• [Task requirements]
Which lines in the records contain the word "floor"? List each one in full.

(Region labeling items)
........

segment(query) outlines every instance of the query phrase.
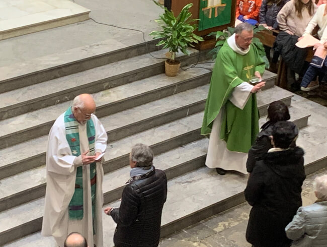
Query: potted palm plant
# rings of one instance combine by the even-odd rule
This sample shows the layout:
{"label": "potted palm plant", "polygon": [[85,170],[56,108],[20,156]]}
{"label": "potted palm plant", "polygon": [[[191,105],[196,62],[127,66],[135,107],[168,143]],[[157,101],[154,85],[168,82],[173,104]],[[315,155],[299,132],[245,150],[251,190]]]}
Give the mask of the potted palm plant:
{"label": "potted palm plant", "polygon": [[189,10],[193,4],[186,5],[175,17],[172,11],[154,3],[165,10],[165,12],[159,16],[159,18],[155,21],[162,30],[153,31],[149,35],[154,39],[160,39],[157,46],[162,46],[162,49],[169,49],[170,57],[165,63],[165,73],[168,76],[175,76],[181,66],[181,63],[176,59],[176,52],[181,51],[189,55],[188,46],[194,47],[192,43],[203,41],[201,37],[193,33],[197,28],[196,22],[198,19],[190,19],[192,14]]}

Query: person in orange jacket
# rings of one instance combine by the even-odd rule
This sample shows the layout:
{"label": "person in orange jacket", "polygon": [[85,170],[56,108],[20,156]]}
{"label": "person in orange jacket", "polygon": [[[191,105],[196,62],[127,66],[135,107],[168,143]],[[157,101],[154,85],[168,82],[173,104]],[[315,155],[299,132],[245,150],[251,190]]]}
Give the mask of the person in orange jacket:
{"label": "person in orange jacket", "polygon": [[242,22],[256,25],[259,21],[262,0],[237,0],[236,18]]}

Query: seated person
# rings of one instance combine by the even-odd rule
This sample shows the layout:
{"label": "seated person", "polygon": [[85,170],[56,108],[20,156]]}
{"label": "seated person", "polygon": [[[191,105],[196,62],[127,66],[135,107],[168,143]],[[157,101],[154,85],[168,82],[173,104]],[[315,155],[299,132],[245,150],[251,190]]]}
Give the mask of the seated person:
{"label": "seated person", "polygon": [[236,18],[255,25],[259,21],[261,0],[237,0]]}
{"label": "seated person", "polygon": [[[270,30],[278,29],[277,14],[288,1],[289,0],[263,0],[259,12],[259,24]],[[271,47],[267,45],[264,45],[264,47],[267,58],[270,60]],[[270,70],[272,72],[277,72],[277,63],[279,56],[278,52],[274,52],[270,68]]]}
{"label": "seated person", "polygon": [[[292,37],[294,40],[294,45],[297,41],[298,37],[301,37],[304,33],[305,28],[315,13],[316,9],[316,5],[311,0],[290,0],[285,4],[277,15],[277,20],[279,29],[290,35],[294,36]],[[279,36],[284,35],[281,33],[281,32],[279,33]],[[284,47],[286,47],[285,45]],[[298,51],[299,53],[294,54],[293,50]],[[306,69],[303,68],[306,56],[306,51],[301,51],[300,50],[300,48],[294,48],[294,46],[292,45],[290,46],[289,51],[285,51],[286,54],[292,52],[291,56],[294,57],[294,59],[296,57],[298,59],[291,59],[289,63],[285,60],[288,66],[287,81],[294,89],[297,89],[298,87],[299,89],[299,85],[296,83],[295,73],[300,74],[303,70],[305,71]],[[283,54],[282,57],[284,58]]]}
{"label": "seated person", "polygon": [[[248,172],[252,172],[256,162],[261,160],[268,150],[273,148],[270,137],[272,134],[274,125],[279,121],[287,121],[290,118],[287,106],[279,100],[271,103],[268,112],[269,120],[262,126],[261,131],[249,151],[247,160],[247,170]],[[294,124],[293,127],[297,136],[297,128]],[[294,141],[292,146],[294,146],[295,145]]]}
{"label": "seated person", "polygon": [[327,246],[327,175],[316,177],[313,188],[317,201],[300,207],[285,228],[292,246]]}
{"label": "seated person", "polygon": [[305,178],[303,150],[290,146],[296,137],[293,125],[281,121],[273,128],[274,147],[256,164],[244,191],[252,206],[247,228],[248,242],[256,247],[289,247],[285,227],[302,206]]}
{"label": "seated person", "polygon": [[[319,27],[317,35],[318,38],[320,39],[320,42],[314,45],[314,49],[316,49],[318,46],[322,46],[327,41],[327,29],[325,28],[327,26],[327,5],[325,4],[325,1],[323,1],[324,4],[319,6],[317,9],[317,12],[315,13],[312,19],[311,19],[310,22],[306,27],[304,33],[302,35],[302,37],[299,38],[298,40],[300,40],[303,37],[307,35],[308,34],[312,34],[312,31],[314,28],[317,26]],[[314,70],[311,69],[311,70]],[[317,72],[314,72],[313,74],[316,75]],[[321,81],[323,77],[323,74],[320,74],[319,79]],[[307,83],[306,79],[305,82],[301,84],[301,90],[302,91],[311,91],[319,87],[319,82],[317,80],[310,80],[309,83]]]}
{"label": "seated person", "polygon": [[[327,72],[326,55],[327,42],[325,42],[323,46],[318,46],[314,52],[313,58],[301,82],[302,91],[311,91],[319,87],[319,83]],[[318,76],[318,80],[317,76]]]}

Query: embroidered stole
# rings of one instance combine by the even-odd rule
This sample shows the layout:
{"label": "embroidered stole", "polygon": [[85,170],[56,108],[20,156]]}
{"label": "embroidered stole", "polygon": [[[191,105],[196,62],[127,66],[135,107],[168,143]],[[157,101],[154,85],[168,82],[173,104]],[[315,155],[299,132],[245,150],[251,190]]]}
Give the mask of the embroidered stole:
{"label": "embroidered stole", "polygon": [[[65,129],[66,138],[71,150],[73,155],[78,156],[80,155],[79,146],[79,133],[78,124],[76,120],[69,107],[64,114]],[[92,119],[87,122],[87,135],[89,140],[90,155],[94,155],[95,152],[96,131],[94,124]],[[91,183],[91,197],[92,204],[92,219],[94,222],[96,202],[96,165],[92,163],[90,165],[90,180]],[[72,220],[81,220],[83,218],[83,167],[77,168],[76,180],[75,182],[75,191],[69,203],[68,212],[69,219]],[[94,224],[93,224],[94,225]]]}

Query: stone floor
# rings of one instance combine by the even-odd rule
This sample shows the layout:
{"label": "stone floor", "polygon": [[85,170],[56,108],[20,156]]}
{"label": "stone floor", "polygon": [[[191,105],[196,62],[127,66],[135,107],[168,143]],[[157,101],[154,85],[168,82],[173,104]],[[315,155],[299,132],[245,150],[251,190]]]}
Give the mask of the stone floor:
{"label": "stone floor", "polygon": [[[0,5],[3,2],[4,0],[0,0]],[[144,32],[147,41],[152,39],[148,34],[159,28],[154,20],[158,18],[162,9],[151,0],[74,0],[74,2],[91,10],[89,16],[95,21],[139,29]],[[0,41],[0,67],[28,63],[36,57],[108,39],[127,46],[143,42],[143,35],[140,32],[106,26],[90,19]]]}
{"label": "stone floor", "polygon": [[89,12],[69,0],[1,0],[0,40],[85,21]]}
{"label": "stone floor", "polygon": [[[307,177],[302,186],[303,206],[315,201],[312,182],[314,177],[327,173],[327,168]],[[245,233],[251,206],[244,203],[223,213],[202,220],[161,240],[160,247],[247,247]]]}
{"label": "stone floor", "polygon": [[312,91],[304,92],[297,91],[295,93],[298,95],[312,100],[324,106],[327,106],[327,84],[321,85],[319,87]]}

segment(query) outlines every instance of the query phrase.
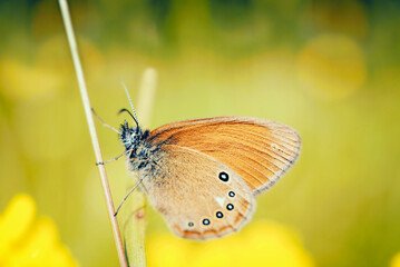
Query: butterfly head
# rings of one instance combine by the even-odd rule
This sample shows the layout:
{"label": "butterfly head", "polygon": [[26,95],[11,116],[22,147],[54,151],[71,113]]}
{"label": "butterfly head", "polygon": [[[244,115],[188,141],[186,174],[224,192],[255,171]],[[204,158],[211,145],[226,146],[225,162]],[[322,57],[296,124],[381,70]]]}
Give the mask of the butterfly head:
{"label": "butterfly head", "polygon": [[149,131],[143,131],[139,126],[130,127],[125,120],[119,128],[119,139],[123,141],[125,149],[130,150],[138,142],[145,140],[149,136]]}

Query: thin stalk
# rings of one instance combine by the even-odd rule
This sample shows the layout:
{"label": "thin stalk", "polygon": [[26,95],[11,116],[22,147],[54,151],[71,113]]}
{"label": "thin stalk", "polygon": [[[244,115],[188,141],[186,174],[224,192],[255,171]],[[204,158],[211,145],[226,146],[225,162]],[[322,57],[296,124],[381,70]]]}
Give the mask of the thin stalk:
{"label": "thin stalk", "polygon": [[[84,76],[82,67],[81,67],[79,55],[78,55],[78,47],[77,47],[77,42],[75,39],[75,33],[74,33],[70,14],[69,14],[67,0],[59,0],[59,4],[60,4],[64,24],[65,24],[66,32],[67,32],[69,48],[71,50],[75,71],[76,71],[78,83],[79,83],[79,90],[80,90],[80,96],[81,96],[82,103],[84,103],[86,120],[87,120],[88,127],[89,127],[91,145],[95,150],[97,162],[103,162],[100,145],[98,142],[97,132],[96,132],[96,128],[95,128],[95,121],[94,121],[92,113],[90,110],[91,107],[90,107],[89,96],[88,96],[88,92],[86,89],[85,76]],[[103,191],[104,191],[105,199],[106,199],[108,218],[111,224],[114,241],[115,241],[117,253],[118,253],[119,265],[123,267],[126,267],[127,261],[126,261],[125,254],[124,254],[124,247],[123,247],[123,241],[121,241],[120,234],[119,234],[118,221],[117,221],[117,218],[114,217],[115,210],[114,210],[114,204],[113,204],[113,198],[111,198],[111,191],[108,186],[106,169],[105,169],[104,165],[98,165],[97,167],[98,167],[98,170],[100,174],[100,181],[101,181]]]}
{"label": "thin stalk", "polygon": [[[142,127],[147,128],[150,123],[154,96],[157,88],[157,72],[148,68],[142,79],[138,96],[138,119]],[[137,182],[137,178],[128,179],[127,190]],[[123,209],[127,214],[124,220],[124,243],[129,266],[145,267],[145,207],[146,197],[140,190],[135,190]]]}

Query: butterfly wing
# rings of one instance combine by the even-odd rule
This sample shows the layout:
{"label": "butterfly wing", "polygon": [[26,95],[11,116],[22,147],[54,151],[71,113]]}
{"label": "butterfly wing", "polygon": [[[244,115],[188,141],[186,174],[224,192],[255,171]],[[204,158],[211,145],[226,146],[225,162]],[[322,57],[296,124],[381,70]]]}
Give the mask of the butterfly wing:
{"label": "butterfly wing", "polygon": [[295,162],[299,134],[280,122],[247,117],[215,117],[178,121],[156,128],[149,142],[170,144],[232,168],[254,195],[262,192]]}
{"label": "butterfly wing", "polygon": [[255,200],[241,177],[226,165],[175,145],[164,145],[157,165],[142,174],[144,191],[178,235],[193,239],[222,237],[251,218]]}

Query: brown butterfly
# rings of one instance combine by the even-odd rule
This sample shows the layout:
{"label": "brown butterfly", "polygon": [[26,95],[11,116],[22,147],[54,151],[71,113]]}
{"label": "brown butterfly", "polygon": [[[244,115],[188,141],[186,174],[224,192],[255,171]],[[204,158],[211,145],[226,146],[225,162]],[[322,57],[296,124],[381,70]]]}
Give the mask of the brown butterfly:
{"label": "brown butterfly", "polygon": [[241,229],[254,214],[255,196],[272,187],[300,152],[299,134],[271,120],[215,117],[143,131],[136,113],[130,116],[136,126],[125,121],[117,130],[128,171],[184,238]]}

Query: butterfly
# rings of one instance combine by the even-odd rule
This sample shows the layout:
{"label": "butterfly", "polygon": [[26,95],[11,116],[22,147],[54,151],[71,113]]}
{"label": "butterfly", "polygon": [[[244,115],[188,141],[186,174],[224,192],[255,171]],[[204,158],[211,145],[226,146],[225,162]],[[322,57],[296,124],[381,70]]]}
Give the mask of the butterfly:
{"label": "butterfly", "polygon": [[136,122],[125,120],[117,130],[128,172],[183,238],[206,240],[240,230],[255,211],[255,197],[293,166],[301,149],[297,131],[272,120],[214,117],[150,131],[139,127],[134,108],[135,116],[123,111]]}

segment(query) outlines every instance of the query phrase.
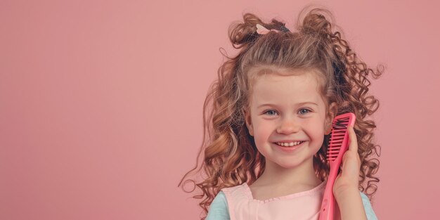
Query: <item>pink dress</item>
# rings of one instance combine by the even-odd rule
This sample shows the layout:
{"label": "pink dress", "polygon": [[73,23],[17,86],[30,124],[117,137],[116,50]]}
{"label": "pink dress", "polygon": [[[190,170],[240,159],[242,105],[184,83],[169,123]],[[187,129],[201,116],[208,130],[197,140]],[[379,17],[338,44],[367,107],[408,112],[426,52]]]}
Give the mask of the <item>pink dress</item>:
{"label": "pink dress", "polygon": [[326,181],[307,191],[265,200],[255,200],[247,183],[223,188],[231,220],[286,220],[319,218]]}

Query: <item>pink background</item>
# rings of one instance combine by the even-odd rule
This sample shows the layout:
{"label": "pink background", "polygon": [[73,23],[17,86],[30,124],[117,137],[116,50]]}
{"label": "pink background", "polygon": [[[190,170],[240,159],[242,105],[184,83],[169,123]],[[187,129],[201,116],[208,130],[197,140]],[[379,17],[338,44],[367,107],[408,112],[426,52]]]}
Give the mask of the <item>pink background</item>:
{"label": "pink background", "polygon": [[[0,1],[0,219],[198,219],[177,184],[227,29],[244,12],[293,30],[306,1]],[[315,1],[388,68],[371,91],[382,219],[437,214],[439,5]],[[420,152],[418,152],[420,150]]]}

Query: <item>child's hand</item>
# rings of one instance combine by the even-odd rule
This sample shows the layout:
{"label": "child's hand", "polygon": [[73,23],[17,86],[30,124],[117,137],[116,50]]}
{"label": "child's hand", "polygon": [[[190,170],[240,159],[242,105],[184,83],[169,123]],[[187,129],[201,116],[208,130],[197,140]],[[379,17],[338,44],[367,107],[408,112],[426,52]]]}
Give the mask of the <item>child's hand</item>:
{"label": "child's hand", "polygon": [[361,158],[358,153],[358,140],[353,127],[347,128],[349,138],[349,149],[342,157],[342,172],[336,177],[333,186],[333,195],[335,198],[343,196],[344,193],[358,192],[359,170]]}

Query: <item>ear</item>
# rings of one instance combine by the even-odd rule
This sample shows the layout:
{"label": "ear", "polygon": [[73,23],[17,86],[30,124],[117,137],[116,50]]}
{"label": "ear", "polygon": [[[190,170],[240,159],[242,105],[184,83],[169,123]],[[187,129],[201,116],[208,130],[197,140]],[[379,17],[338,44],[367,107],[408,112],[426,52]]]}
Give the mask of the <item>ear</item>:
{"label": "ear", "polygon": [[330,106],[328,107],[328,110],[327,111],[327,115],[325,117],[325,135],[328,135],[332,131],[332,124],[333,122],[333,119],[336,117],[336,114],[337,113],[337,106],[335,102],[332,102]]}
{"label": "ear", "polygon": [[248,110],[244,110],[245,115],[245,122],[246,122],[246,127],[247,127],[247,130],[249,130],[249,134],[253,136],[254,136],[254,127],[252,127],[250,112]]}

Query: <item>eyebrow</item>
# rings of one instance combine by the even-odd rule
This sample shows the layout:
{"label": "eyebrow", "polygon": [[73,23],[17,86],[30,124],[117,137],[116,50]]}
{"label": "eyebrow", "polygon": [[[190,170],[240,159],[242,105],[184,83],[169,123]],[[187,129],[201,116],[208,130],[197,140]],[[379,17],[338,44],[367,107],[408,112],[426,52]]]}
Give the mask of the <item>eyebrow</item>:
{"label": "eyebrow", "polygon": [[[315,103],[313,102],[302,102],[302,103],[297,103],[297,105],[305,105],[305,104],[312,104],[312,105],[315,105],[318,106],[318,104],[316,104],[316,103]],[[266,104],[260,105],[257,108],[261,108],[261,107],[266,106],[266,105],[276,106],[276,105],[275,105],[275,104],[266,103]]]}

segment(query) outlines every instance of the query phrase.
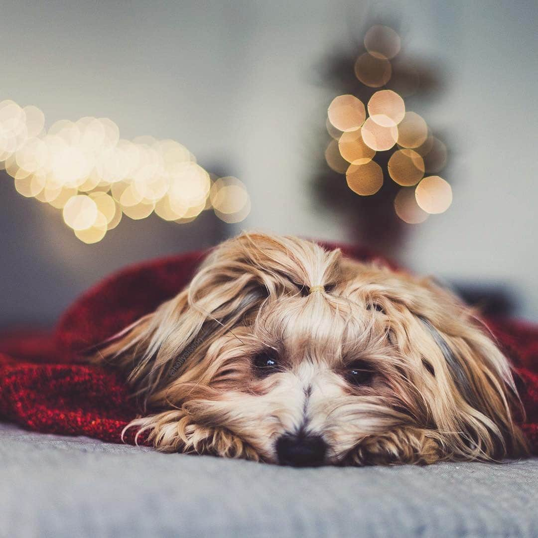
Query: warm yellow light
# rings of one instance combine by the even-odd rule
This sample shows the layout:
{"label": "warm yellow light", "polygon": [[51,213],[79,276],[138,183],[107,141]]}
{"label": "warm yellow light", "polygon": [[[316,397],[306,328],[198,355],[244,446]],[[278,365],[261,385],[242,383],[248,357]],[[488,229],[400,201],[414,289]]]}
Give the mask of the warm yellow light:
{"label": "warm yellow light", "polygon": [[342,157],[353,165],[365,165],[376,154],[376,152],[364,143],[360,130],[344,133],[338,140],[338,147]]}
{"label": "warm yellow light", "polygon": [[364,105],[353,95],[335,97],[329,105],[327,113],[331,123],[343,132],[357,130],[366,118]]}
{"label": "warm yellow light", "polygon": [[114,199],[106,193],[91,193],[90,197],[95,202],[97,209],[104,215],[107,225],[114,220],[117,210],[117,206]]}
{"label": "warm yellow light", "polygon": [[349,163],[340,154],[338,143],[335,140],[331,140],[329,143],[325,150],[325,160],[329,167],[338,174],[345,174],[349,166]]}
{"label": "warm yellow light", "polygon": [[404,100],[391,90],[380,90],[368,102],[368,114],[382,127],[393,127],[404,119],[405,104]]}
{"label": "warm yellow light", "polygon": [[155,209],[154,202],[140,202],[134,206],[122,206],[123,213],[130,218],[135,221],[148,217]]}
{"label": "warm yellow light", "polygon": [[438,138],[432,137],[430,151],[424,156],[424,164],[426,172],[441,172],[447,164],[448,152],[447,146]]}
{"label": "warm yellow light", "polygon": [[427,213],[445,211],[452,203],[452,188],[438,175],[424,178],[415,191],[416,203]]}
{"label": "warm yellow light", "polygon": [[93,226],[97,218],[95,202],[85,194],[70,198],[63,206],[63,220],[75,230],[86,230]]}
{"label": "warm yellow light", "polygon": [[348,186],[361,196],[375,194],[383,185],[383,171],[374,161],[365,165],[350,165],[345,174]]}
{"label": "warm yellow light", "polygon": [[394,211],[404,222],[418,224],[428,218],[428,214],[421,209],[415,199],[415,189],[404,187],[398,191],[394,199]]}
{"label": "warm yellow light", "polygon": [[91,244],[98,243],[107,233],[107,218],[100,211],[97,211],[97,216],[93,225],[84,230],[75,230],[75,235],[86,243]]}
{"label": "warm yellow light", "polygon": [[399,185],[416,185],[424,175],[424,161],[413,150],[398,150],[388,160],[388,174]]}
{"label": "warm yellow light", "polygon": [[[357,103],[351,108],[356,116]],[[81,240],[100,240],[124,214],[141,219],[154,209],[165,220],[185,223],[211,208],[208,173],[175,140],[121,139],[117,125],[107,118],[60,120],[48,131],[44,121],[36,107],[0,102],[0,169],[23,195],[62,209]],[[250,208],[244,185],[233,179],[221,178],[215,190],[215,213],[230,222],[242,220]]]}
{"label": "warm yellow light", "polygon": [[390,60],[400,52],[401,40],[392,28],[376,24],[365,34],[364,46],[372,56]]}
{"label": "warm yellow light", "polygon": [[325,122],[325,126],[327,128],[327,132],[330,135],[331,138],[335,140],[338,140],[342,136],[343,131],[336,129],[334,125],[331,123],[331,121],[328,117]]}
{"label": "warm yellow light", "polygon": [[355,62],[355,76],[363,84],[370,88],[379,88],[388,82],[392,73],[388,60],[377,58],[367,52]]}
{"label": "warm yellow light", "polygon": [[398,128],[398,145],[415,148],[424,144],[428,137],[426,122],[415,112],[406,112]]}
{"label": "warm yellow light", "polygon": [[376,151],[386,151],[396,143],[398,128],[383,127],[371,117],[365,122],[360,130],[364,143]]}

........

• [Response for this exercise]
Query: stone floor
{"label": "stone floor", "polygon": [[85,170],[56,108],[20,156]]}
{"label": "stone floor", "polygon": [[[191,105],[196,62],[127,66],[135,107],[168,143]],[[157,101],[154,85],[168,82],[173,104]],[[315,155],[299,132],[245,150],[251,190]]]}
Give the mask of the stone floor:
{"label": "stone floor", "polygon": [[[0,5],[3,2],[4,0],[0,0]],[[144,32],[147,41],[152,39],[148,34],[159,28],[154,20],[158,18],[162,9],[151,0],[74,0],[74,2],[91,10],[89,16],[95,21],[139,29]],[[0,41],[0,67],[28,63],[36,57],[108,39],[127,46],[143,42],[143,35],[140,32],[106,26],[90,19]]]}
{"label": "stone floor", "polygon": [[89,12],[69,0],[1,0],[0,40],[85,21]]}
{"label": "stone floor", "polygon": [[[307,177],[302,186],[303,206],[315,201],[312,182],[314,177],[327,173],[327,168]],[[245,233],[251,206],[244,203],[223,213],[202,220],[161,240],[160,247],[247,247]]]}
{"label": "stone floor", "polygon": [[312,91],[304,92],[297,91],[295,93],[298,95],[312,100],[324,106],[327,106],[327,84],[321,85],[319,87]]}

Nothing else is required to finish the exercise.